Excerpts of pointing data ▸
►
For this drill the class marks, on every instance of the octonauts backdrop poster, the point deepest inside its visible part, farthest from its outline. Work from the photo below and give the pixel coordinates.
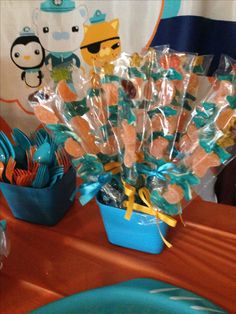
(211, 29)
(59, 26)
(28, 55)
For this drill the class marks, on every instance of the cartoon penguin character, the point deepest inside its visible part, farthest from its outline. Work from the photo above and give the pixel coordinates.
(28, 54)
(59, 25)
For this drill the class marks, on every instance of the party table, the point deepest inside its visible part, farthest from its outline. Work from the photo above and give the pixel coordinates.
(48, 263)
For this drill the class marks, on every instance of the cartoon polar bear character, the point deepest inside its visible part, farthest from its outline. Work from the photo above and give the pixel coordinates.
(59, 27)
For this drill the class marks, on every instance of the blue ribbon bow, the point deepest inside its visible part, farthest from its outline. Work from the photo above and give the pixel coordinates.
(158, 172)
(90, 189)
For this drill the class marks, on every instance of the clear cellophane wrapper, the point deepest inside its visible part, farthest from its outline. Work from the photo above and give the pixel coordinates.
(207, 144)
(138, 118)
(78, 121)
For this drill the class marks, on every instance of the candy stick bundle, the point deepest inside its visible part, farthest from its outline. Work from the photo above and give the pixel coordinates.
(136, 132)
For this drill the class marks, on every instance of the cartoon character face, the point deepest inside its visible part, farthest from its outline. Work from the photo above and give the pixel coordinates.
(27, 52)
(60, 32)
(101, 43)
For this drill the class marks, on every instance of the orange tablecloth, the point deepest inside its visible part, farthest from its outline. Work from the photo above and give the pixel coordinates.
(47, 263)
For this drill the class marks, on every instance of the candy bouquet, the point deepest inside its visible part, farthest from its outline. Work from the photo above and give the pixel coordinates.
(138, 138)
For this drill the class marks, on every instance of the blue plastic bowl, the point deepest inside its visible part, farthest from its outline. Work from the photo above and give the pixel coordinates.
(44, 206)
(139, 233)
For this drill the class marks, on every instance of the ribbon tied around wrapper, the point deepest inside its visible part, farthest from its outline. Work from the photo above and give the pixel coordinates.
(89, 190)
(144, 195)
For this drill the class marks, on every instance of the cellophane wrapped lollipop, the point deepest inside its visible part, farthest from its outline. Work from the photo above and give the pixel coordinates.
(167, 88)
(4, 242)
(199, 71)
(211, 130)
(210, 133)
(77, 121)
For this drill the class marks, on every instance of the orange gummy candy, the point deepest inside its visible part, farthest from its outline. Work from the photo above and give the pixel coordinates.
(225, 118)
(200, 161)
(128, 136)
(189, 140)
(149, 89)
(110, 93)
(167, 92)
(81, 127)
(65, 92)
(73, 148)
(159, 147)
(45, 115)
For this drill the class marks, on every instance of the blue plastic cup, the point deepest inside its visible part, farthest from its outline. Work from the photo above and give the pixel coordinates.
(45, 206)
(139, 233)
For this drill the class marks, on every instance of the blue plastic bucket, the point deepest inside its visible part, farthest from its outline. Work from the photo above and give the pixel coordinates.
(44, 206)
(139, 233)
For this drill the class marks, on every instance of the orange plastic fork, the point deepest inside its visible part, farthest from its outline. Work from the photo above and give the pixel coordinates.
(63, 159)
(24, 177)
(10, 169)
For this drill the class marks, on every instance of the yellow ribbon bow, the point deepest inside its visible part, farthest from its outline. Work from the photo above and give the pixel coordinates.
(113, 166)
(145, 197)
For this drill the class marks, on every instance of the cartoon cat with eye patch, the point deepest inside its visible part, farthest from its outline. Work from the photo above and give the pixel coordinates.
(28, 54)
(59, 25)
(101, 43)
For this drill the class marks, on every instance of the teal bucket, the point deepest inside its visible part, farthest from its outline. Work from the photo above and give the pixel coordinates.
(139, 233)
(46, 206)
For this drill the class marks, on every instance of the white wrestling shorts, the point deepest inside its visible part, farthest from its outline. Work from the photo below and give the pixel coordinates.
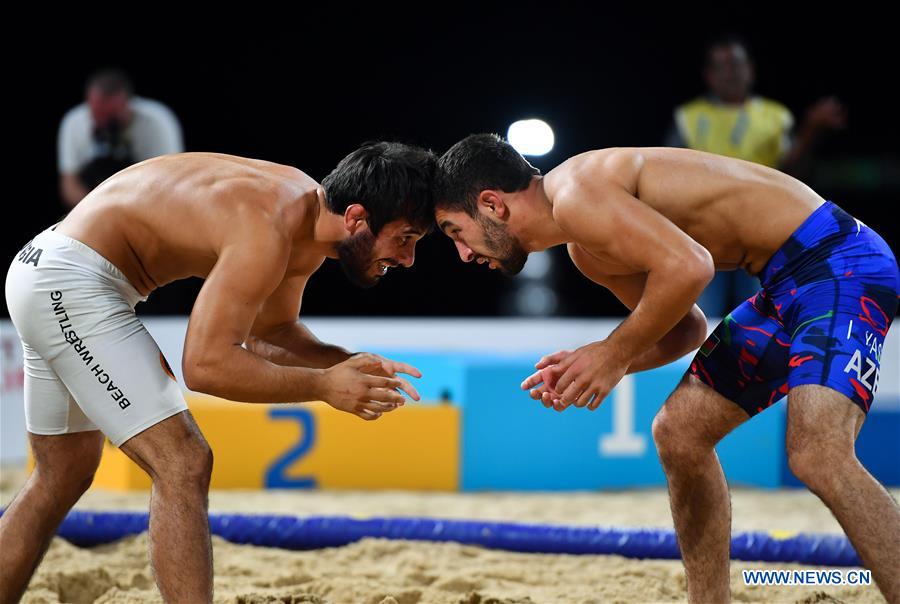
(89, 362)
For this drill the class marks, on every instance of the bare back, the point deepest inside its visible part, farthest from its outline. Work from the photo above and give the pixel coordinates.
(167, 218)
(739, 211)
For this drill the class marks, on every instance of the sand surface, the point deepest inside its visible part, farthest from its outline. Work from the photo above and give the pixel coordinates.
(375, 571)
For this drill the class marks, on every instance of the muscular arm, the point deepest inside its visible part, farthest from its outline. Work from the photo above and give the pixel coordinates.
(685, 336)
(250, 267)
(601, 214)
(276, 334)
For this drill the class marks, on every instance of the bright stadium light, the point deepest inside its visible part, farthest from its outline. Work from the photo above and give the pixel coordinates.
(530, 137)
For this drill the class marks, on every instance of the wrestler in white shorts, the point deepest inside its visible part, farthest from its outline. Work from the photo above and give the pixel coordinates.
(89, 362)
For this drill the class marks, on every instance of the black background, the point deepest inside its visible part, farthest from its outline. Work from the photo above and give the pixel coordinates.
(305, 88)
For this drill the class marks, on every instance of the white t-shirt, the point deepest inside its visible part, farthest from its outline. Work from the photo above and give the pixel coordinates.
(154, 130)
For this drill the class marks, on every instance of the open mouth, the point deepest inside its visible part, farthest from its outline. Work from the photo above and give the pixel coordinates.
(489, 261)
(382, 267)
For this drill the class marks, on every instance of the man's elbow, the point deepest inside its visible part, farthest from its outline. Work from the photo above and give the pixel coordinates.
(698, 269)
(694, 327)
(199, 375)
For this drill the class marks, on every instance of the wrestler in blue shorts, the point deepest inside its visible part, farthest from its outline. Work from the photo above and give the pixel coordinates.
(828, 297)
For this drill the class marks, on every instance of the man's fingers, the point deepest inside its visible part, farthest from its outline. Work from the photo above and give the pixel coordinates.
(565, 381)
(366, 414)
(532, 380)
(384, 395)
(393, 367)
(547, 400)
(380, 407)
(408, 388)
(570, 394)
(584, 398)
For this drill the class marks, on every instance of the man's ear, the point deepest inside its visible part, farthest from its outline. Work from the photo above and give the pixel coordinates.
(355, 216)
(491, 202)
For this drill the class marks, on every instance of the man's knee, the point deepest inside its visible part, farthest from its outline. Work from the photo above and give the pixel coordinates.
(691, 422)
(189, 466)
(821, 432)
(819, 463)
(173, 452)
(675, 442)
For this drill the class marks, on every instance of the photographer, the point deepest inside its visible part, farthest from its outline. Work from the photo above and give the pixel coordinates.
(110, 131)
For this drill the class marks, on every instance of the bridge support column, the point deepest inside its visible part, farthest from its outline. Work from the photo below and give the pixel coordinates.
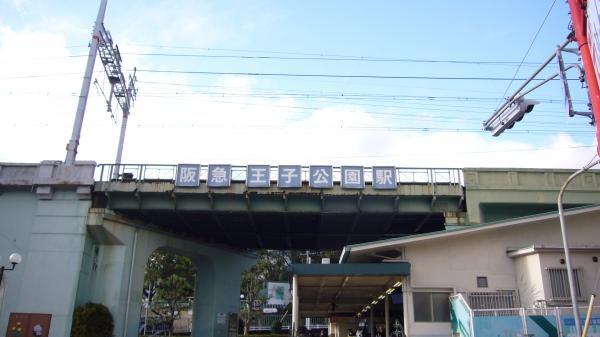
(387, 315)
(295, 306)
(371, 325)
(217, 295)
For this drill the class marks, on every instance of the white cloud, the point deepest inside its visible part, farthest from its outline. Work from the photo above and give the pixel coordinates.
(197, 125)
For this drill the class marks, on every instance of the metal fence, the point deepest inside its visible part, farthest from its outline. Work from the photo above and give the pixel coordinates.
(517, 321)
(493, 300)
(163, 172)
(264, 322)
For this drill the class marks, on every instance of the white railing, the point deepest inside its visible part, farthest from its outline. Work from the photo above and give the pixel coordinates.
(161, 172)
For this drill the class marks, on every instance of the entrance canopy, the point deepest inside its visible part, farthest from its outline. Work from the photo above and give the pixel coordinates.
(344, 289)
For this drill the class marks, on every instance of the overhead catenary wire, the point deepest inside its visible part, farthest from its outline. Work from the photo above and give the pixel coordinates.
(528, 49)
(357, 76)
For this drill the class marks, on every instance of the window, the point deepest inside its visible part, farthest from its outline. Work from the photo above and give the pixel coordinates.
(501, 299)
(431, 307)
(559, 283)
(481, 281)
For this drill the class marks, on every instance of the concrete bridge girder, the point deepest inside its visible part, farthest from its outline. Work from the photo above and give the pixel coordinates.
(284, 219)
(117, 279)
(497, 194)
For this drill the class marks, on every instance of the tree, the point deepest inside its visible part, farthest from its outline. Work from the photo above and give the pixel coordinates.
(92, 320)
(173, 277)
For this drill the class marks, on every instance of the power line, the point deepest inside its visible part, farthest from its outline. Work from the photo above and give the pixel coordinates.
(528, 50)
(322, 58)
(193, 72)
(321, 55)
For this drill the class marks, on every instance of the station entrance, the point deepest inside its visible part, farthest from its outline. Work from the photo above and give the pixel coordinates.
(360, 299)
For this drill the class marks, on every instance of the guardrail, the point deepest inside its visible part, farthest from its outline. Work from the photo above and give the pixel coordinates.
(164, 172)
(264, 322)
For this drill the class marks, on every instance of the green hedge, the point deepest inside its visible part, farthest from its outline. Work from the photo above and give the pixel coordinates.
(92, 320)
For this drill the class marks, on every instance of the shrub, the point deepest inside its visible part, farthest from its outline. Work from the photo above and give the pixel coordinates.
(276, 327)
(92, 320)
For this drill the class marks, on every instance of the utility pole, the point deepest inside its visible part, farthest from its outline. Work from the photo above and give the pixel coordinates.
(85, 87)
(123, 92)
(578, 14)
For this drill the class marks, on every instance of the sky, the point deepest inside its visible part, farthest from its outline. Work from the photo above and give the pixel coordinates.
(292, 82)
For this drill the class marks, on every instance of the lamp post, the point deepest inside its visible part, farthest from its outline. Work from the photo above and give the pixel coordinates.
(14, 259)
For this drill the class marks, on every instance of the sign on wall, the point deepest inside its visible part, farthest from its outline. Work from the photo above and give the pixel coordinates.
(289, 176)
(188, 175)
(219, 176)
(258, 176)
(321, 177)
(353, 177)
(384, 177)
(278, 293)
(28, 324)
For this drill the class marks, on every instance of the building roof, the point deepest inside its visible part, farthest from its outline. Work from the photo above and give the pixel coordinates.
(398, 242)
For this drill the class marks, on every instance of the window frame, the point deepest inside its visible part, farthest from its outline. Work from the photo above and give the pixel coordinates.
(432, 306)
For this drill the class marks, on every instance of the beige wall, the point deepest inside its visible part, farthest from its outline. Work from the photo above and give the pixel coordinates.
(578, 260)
(455, 262)
(529, 279)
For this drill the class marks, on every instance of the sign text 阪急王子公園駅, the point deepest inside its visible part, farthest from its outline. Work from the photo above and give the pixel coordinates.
(288, 176)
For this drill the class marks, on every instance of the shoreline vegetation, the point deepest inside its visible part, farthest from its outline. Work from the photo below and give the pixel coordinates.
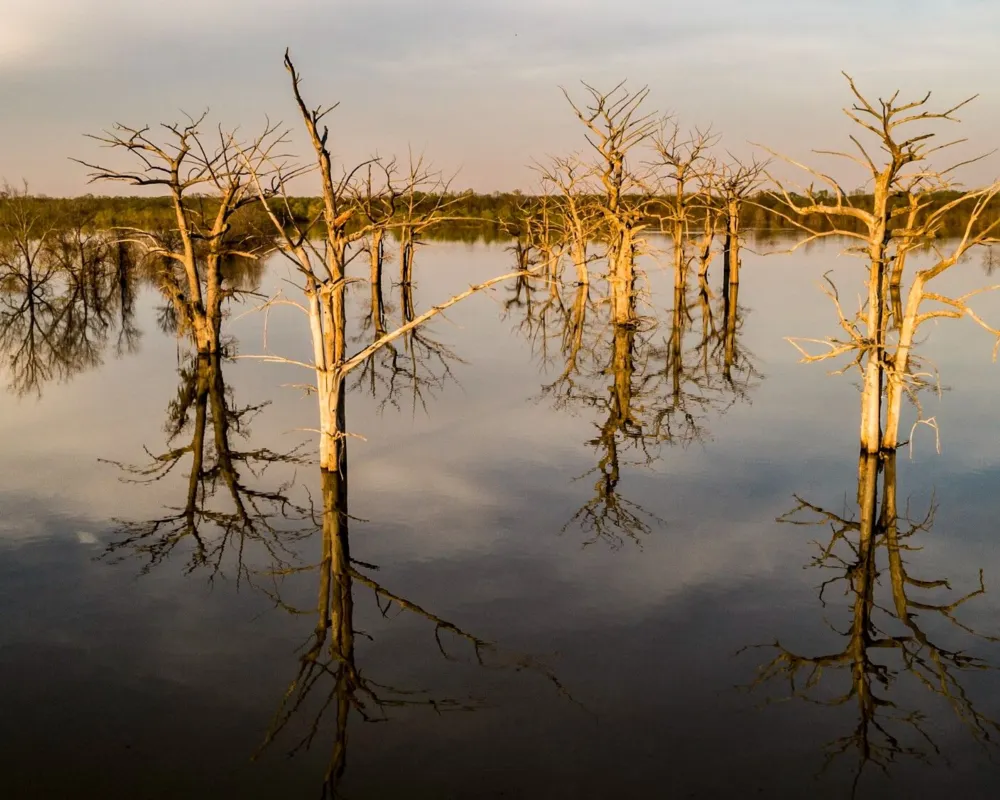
◄
YOUR OBJECTIVE ▸ Please write out the material from the line containing "of the lamp" to its final line, both inclusive, exactly as it appears; pictures are not part of the copy.

TASK OUTPUT ▸
For this drill the class marks, on every instance of the lamp post, the point deepest inside its visible part, farthest from its outline. Work from the photo above and give the pixel coordinates.
(14, 259)
For this drill the class marks, on every instance of the sign on wall, the point deepest inside its visible part, farthest from its outline. Work from the photo above and give the pixel coordinates.
(289, 176)
(188, 175)
(219, 176)
(258, 176)
(321, 177)
(353, 177)
(384, 177)
(278, 293)
(28, 324)
For this drill the class marks, on every instance of the building roof, the point deepest inside its visible part, farthest from its outline. Work from the photo above and give the pixel coordinates.
(398, 242)
For this drill the class marks, on every instance of the window frame, the point deepest inside its visible part, farthest from its outline. Work from the photo above and give the pixel coordinates.
(432, 306)
For this drill the class marks, on every instance of the beige wall, the point deepest inside its visible part, farthest from its outline. Work from the photo above and give the pixel coordinates.
(578, 260)
(455, 262)
(529, 279)
For this drill the class marks, on every instance of the sign text 阪急王子公園駅, the point deepest inside its visible part, farthest from its outline. Work from the photo above and give the pixel coordinates.
(288, 176)
For this drill the class marks, on every instance of the shoreline vegetation, the point deepest inside its visible part, farthest from its outline. Work from the photo below and give the pixel coordinates.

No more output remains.